▶ TASK OBJECTIVE
In the piece on the Zhejiang Provincial Committee of the Chinese Communist Party, where was the first Provincial Party Congress held?

▶ SELECTED EXTRACT
--- --- ---

Overview
- Type: Highest decision-making organ when Zhejiang Provincial Congress is not in session.
- Elected by: Zhejiang Provincial Congress
- Length of term: Five years
- Term limits: None
- First convocation: May–June 1927

Leadership
- Secretary: Wang Hao
- Deputy Secretary: Liu Jie (Acting Governor)
- Secretary-General: Qiu Qiwen
- Executive organ: Standing Committee
- Inspection organ: Commission for Discipline Inspection

= Zhejiang Provincial Committee of the Chinese Communist Party =

The Zhejiang Provincial Committee of the Chinese Communist Party is the provincial committee of the Chinese Communist Party (CCP) in Zhejiang. The CCP committee secretary is the highest ranking post in the province. The current secretary is Wang Hao, who succeeded Yi Lianhong on 28 October 2024.

== History ==
In September 1922, the CCP Hangzhou Group, the first CCP organization in Zhejiang, was established. Afterwards, more party organizations in Zhejiang were gradually established. In June 1927, the Zhejiang Provincial Committee was established. In April 1929, after the outbreak of the Chinese Civil War with the Kuomintang, the CCP decided to temporarily abolish the Provincial Committee.

In late 1936, due to tensions with Japan, the Kuomintang and CCP temporarily stopped fighting and declared a Second United Front; the Second Sino-Japanese War broke out later in July 1937. In May 1938, the Zhejiang Provisional Provincial Committee was established and turned into an official Provincial Committee by September, with Liu Ying as secretary. In 1939, the Provincial Committee held the first Provincial Party Congress in Pingyang County. In February 1942, Liu Ying was arrested and died later in May, leading to the breakdown of the party committee.

In 1945, the war with Japan ended in a Chinese victory, leading to the restart of the Civil War in 1946. On 3 May 1949, the People's Liberation Army (PLA) entered Hangzhou. Three days later on 6 May, the Provincial Party Committee was re-established. By February 1955, all of Zhejiang was under CCP control. Zhejiang held its Second Provincial Party Congress in 1956.

--- --- ---

▶ PROVIDED MATERIAL
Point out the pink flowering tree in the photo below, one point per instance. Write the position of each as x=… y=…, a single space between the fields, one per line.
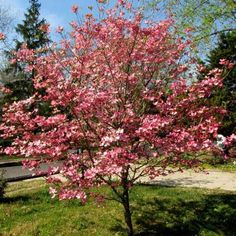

--- --- ---

▶ SOLUTION
Pingyang County